◆ Your goal:
In full and without alteration, return the records below.

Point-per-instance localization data

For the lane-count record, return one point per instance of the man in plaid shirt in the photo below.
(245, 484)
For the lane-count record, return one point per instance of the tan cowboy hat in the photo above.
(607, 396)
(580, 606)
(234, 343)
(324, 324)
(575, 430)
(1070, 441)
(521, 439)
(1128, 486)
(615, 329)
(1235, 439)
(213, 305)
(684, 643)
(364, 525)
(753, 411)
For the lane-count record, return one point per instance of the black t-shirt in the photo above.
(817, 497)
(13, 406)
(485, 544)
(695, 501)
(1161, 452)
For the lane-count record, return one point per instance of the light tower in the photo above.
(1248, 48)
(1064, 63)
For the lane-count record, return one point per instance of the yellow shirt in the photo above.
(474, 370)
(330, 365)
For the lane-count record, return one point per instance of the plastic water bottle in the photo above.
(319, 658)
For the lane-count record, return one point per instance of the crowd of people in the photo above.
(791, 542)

◆ Written response:
For the lane-count record, return one point per instance of the man in plaid shirt in the photo below.
(245, 484)
For the lane-count record, return one point per instance of the tan cowboy hat in the photo above.
(607, 396)
(580, 606)
(234, 343)
(324, 324)
(575, 430)
(1070, 441)
(521, 439)
(1128, 486)
(615, 329)
(1235, 439)
(213, 305)
(684, 643)
(364, 525)
(753, 411)
For the lane-count record, return one point per instance of the black t-shirt in the photo above.
(817, 497)
(13, 406)
(485, 544)
(695, 501)
(1161, 452)
For the lane-count record, return one point per instance of the light tower in the photo above.
(1248, 48)
(1064, 63)
For the lane-count record, return one point per instance of the yellow shirt in the photo above.
(474, 370)
(330, 365)
For the lane-count record, return one point per instance of the plastic water bottle in the photo above.
(319, 658)
For the lane-count record, return one point per instance of the crowd of people in the photo above.
(791, 542)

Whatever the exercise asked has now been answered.